### Dataset excerpts ###
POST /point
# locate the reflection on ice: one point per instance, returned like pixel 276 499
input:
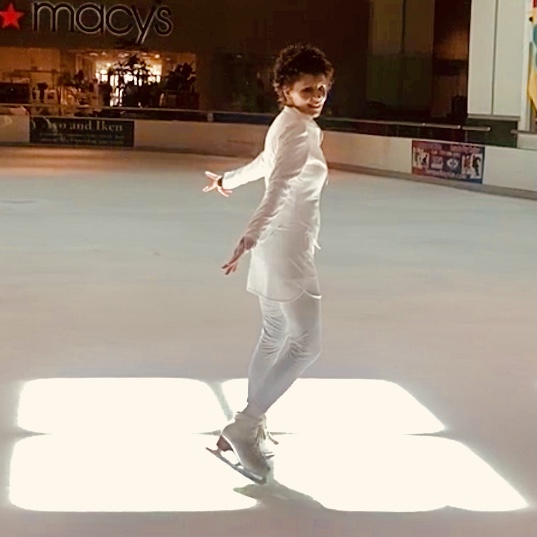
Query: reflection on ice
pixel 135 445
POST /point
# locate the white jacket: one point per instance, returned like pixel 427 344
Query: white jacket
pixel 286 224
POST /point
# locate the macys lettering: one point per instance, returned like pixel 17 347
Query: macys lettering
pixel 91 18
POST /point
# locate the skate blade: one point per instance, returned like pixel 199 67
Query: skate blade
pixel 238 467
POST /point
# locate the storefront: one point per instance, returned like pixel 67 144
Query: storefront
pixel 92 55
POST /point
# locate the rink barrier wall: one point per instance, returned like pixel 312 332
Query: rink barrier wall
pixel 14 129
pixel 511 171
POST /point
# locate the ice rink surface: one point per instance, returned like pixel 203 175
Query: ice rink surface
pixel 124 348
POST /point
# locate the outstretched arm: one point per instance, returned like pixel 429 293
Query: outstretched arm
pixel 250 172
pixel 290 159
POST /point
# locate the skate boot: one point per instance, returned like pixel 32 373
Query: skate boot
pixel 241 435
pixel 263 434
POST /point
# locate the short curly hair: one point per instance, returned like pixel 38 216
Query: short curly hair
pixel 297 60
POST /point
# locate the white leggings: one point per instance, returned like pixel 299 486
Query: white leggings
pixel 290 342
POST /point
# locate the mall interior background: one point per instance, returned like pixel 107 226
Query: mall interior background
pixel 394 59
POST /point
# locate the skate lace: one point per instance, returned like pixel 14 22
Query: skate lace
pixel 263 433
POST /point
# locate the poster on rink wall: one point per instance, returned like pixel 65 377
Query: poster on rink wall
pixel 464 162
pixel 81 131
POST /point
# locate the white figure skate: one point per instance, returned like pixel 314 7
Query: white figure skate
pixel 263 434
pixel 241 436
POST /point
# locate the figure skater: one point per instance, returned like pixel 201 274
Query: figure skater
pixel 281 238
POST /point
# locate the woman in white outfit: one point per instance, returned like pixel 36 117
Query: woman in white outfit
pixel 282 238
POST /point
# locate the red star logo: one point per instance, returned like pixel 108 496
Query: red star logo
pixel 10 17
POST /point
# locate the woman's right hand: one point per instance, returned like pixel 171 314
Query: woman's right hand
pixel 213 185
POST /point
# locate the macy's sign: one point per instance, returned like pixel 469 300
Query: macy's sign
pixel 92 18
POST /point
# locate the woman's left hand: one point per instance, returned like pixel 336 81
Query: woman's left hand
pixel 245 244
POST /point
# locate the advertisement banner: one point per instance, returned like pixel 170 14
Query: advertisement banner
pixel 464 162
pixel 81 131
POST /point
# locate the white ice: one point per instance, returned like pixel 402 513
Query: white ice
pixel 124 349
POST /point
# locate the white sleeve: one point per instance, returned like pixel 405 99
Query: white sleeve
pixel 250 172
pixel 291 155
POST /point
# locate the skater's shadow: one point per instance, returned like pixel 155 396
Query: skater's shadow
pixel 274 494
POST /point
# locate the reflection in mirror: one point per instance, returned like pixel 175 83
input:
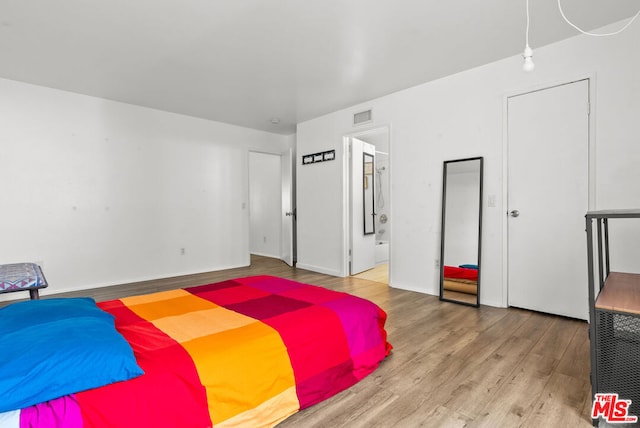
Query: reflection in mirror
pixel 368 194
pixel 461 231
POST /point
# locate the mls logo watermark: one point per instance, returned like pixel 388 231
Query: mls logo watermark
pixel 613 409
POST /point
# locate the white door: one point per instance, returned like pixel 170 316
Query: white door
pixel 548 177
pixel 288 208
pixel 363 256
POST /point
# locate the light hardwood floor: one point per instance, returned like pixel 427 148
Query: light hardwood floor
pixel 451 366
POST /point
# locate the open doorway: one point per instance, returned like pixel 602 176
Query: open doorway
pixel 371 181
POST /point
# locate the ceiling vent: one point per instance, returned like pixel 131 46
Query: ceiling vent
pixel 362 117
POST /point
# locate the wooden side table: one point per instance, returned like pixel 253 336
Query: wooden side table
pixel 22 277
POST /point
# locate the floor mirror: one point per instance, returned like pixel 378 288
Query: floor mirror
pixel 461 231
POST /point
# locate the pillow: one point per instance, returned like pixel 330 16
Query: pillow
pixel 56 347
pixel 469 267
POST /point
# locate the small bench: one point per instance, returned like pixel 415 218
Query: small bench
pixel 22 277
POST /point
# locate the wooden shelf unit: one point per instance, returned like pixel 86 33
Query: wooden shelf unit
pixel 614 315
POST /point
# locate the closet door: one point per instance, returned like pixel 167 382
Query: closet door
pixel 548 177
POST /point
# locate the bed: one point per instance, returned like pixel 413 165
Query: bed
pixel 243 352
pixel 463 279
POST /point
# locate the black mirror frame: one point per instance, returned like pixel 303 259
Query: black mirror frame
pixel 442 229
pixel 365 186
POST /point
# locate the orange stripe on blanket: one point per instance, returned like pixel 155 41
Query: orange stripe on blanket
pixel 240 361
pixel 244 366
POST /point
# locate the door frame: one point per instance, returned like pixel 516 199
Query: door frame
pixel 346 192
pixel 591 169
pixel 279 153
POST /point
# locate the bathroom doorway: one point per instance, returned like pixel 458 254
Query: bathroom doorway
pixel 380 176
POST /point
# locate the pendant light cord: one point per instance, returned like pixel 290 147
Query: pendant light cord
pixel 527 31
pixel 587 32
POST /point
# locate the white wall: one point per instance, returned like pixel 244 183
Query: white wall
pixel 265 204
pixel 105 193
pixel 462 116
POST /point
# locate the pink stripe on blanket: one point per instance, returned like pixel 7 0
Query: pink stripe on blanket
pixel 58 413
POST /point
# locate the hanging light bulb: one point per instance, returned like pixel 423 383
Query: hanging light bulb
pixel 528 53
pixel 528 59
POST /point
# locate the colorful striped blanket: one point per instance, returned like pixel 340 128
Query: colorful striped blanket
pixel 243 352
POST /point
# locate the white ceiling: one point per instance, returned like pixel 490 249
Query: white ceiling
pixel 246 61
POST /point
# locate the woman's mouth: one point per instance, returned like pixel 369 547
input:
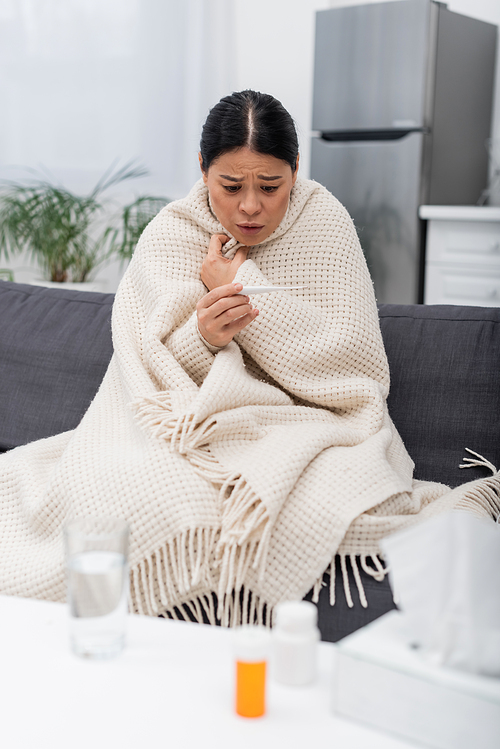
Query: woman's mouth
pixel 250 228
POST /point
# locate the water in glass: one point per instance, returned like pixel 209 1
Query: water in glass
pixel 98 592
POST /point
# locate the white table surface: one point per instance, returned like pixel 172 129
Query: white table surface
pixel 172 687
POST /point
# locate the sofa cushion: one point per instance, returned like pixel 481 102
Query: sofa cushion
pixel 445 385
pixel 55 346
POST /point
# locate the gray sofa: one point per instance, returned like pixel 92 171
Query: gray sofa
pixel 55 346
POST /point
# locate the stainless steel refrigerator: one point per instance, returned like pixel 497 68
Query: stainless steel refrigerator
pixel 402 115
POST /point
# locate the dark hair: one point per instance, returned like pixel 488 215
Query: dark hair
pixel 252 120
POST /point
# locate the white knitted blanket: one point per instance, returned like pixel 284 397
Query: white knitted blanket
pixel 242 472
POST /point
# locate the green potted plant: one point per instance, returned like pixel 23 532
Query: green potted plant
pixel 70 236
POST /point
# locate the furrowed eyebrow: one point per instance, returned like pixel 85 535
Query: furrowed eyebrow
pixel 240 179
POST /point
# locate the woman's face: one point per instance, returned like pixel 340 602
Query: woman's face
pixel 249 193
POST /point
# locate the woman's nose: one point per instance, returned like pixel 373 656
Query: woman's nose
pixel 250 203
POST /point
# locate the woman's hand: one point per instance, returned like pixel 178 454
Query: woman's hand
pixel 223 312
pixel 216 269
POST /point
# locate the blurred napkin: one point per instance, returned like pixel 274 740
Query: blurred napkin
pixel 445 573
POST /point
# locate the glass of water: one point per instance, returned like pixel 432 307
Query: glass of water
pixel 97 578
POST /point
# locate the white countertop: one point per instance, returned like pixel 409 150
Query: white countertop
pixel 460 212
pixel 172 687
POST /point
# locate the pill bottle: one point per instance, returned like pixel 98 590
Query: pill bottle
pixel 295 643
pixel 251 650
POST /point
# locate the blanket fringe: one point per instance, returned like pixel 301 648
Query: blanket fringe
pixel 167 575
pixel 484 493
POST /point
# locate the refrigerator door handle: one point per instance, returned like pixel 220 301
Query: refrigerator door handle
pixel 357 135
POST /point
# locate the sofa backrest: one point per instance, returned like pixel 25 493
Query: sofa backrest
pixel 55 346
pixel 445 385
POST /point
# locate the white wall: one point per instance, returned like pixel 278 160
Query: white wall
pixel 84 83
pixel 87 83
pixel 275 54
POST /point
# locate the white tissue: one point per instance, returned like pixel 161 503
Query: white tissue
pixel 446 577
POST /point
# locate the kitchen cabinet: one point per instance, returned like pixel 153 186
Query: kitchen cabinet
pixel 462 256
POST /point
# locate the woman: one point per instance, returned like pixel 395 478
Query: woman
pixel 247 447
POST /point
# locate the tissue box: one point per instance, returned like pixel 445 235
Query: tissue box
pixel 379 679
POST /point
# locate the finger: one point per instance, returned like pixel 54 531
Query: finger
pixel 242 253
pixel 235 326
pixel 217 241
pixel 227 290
###
### Dataset excerpts ###
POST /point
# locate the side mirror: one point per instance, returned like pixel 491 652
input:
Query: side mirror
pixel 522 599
###
### Dataset excerpts ###
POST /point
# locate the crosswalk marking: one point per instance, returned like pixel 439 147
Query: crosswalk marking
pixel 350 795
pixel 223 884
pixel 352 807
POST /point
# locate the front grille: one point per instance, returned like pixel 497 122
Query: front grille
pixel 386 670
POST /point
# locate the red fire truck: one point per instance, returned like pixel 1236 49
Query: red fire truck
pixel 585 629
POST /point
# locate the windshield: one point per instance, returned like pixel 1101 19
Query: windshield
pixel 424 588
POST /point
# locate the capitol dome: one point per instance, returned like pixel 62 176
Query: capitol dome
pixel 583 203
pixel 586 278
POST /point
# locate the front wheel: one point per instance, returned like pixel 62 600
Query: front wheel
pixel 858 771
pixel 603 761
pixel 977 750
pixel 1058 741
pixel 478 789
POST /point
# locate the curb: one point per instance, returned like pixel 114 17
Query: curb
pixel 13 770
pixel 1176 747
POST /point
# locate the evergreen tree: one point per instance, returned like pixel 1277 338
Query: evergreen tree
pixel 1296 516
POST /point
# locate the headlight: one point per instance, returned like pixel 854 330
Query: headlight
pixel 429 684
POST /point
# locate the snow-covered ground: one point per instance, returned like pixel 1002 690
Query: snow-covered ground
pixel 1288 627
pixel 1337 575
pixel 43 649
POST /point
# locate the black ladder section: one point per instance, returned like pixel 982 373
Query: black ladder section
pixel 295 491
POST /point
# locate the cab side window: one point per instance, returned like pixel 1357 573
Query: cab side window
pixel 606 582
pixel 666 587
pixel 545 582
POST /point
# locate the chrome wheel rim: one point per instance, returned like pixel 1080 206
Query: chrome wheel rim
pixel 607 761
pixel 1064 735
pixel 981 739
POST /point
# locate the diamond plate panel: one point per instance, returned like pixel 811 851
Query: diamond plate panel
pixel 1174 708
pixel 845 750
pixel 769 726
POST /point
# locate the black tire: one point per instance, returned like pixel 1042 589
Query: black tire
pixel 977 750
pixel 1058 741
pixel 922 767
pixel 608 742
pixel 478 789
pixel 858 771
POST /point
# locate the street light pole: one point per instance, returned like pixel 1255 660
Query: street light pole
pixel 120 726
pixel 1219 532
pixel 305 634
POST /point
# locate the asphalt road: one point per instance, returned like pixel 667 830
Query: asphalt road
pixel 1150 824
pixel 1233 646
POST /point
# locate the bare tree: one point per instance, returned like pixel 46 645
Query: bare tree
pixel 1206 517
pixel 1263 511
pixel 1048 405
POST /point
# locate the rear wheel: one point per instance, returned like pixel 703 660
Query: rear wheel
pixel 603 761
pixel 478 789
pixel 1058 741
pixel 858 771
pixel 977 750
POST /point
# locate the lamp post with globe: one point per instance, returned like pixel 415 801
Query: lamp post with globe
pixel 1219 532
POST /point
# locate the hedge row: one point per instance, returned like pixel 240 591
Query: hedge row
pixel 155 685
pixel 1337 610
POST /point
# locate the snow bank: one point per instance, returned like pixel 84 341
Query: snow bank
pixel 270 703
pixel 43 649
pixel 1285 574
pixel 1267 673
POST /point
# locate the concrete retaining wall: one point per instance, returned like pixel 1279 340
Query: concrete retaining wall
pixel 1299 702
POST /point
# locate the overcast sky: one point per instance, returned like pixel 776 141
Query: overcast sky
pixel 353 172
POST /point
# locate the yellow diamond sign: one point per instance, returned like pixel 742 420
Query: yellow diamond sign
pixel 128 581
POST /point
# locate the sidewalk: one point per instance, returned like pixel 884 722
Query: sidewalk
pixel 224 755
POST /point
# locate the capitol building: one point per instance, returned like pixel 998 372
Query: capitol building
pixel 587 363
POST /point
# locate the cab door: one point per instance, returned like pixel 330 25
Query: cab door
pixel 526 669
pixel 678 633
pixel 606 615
###
** Goal **
Return every line from the records above that contains the string "handle".

** Solution **
# locate the refrigerator door handle: one point per instance, returned like pixel 220 301
Query: refrigerator door handle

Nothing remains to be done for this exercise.